» **TASKS TO CARRY OUT**
- a) In the page on home treatment for bites, copy everything from "After you have" down to "infection and scarring.".
- b) According to the page on home treatment for bites, why should rubbing alcohol, hydrogen peroxide, iodine, or Mercurochrome not be used on the wound?
=== PAGE EXTRACT ===
Animal and Human Bites - Home Treatment

Minor animal and human bites usually can be treated at home. If you do not have an increased chance of getting an infection, do not have other injuries, and do not need treatment by a doctor or a tetanus shot, you can clean and bandage a bite at home.

Treat bleeding

Stop the bleeding camera.gif with direct pressure to the wound.

After you have stopped the bleeding, check your symptoms to determine if and when you need to see your doctor.

Clean the wound

Clean the animal or human bite as soon as possible to reduce the chance of infection and scarring.

  • Wash the wound for 5 minutes with large amounts of clean water.
  • Don't use rubbing alcohol, hydrogen peroxide, iodine, or Mercurochrome, which can harm the tissue and slow healing.

Some bites cause only bruising (contusions) at the bite site but do not break the skin. These bites usually do not become infected.
=== EXTRACTED RECORDS ===
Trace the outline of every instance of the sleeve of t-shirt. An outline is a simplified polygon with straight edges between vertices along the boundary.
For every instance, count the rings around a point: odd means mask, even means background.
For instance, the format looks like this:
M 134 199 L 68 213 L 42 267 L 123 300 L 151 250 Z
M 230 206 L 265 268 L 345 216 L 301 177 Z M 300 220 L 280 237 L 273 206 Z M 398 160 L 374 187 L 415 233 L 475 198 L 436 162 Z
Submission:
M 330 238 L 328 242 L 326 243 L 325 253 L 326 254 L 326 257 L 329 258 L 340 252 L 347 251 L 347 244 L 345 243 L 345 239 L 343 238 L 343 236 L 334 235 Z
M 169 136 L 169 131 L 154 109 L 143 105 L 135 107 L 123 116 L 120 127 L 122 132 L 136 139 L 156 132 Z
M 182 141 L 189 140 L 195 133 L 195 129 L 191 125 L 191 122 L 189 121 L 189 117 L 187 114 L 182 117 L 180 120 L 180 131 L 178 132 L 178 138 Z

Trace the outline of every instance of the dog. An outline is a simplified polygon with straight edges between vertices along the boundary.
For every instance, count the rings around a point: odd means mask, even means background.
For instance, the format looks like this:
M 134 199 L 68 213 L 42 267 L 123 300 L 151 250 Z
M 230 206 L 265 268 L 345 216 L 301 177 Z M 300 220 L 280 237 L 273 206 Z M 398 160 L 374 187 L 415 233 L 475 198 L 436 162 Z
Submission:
===
=== EXTRACTED RECORDS ===
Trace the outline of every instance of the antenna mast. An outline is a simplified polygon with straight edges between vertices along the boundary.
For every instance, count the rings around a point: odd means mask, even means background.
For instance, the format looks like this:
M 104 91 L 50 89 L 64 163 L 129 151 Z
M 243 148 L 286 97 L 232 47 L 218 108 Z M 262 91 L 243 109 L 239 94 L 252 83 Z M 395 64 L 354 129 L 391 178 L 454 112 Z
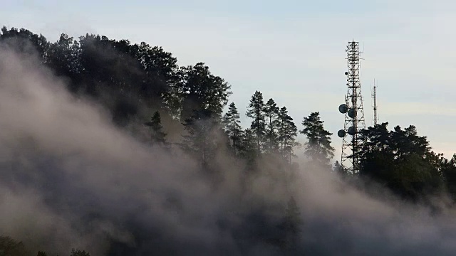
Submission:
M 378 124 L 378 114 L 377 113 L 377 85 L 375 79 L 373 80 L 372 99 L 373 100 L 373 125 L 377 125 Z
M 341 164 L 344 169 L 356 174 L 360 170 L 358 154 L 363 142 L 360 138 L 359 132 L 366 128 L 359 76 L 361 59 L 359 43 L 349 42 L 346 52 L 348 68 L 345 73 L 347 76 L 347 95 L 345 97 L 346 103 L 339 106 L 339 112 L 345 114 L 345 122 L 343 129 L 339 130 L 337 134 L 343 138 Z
===
» **OUTPUTS FOR THE TASKS**
- a)
After you have stopped the bleeding, check your symptoms to determine if and when you need to see your doctor.

Clean the wound

Clean the animal or human bite as soon as possible to reduce the chance of infection and scarring.

- b) They can harm the tissue and slow healing.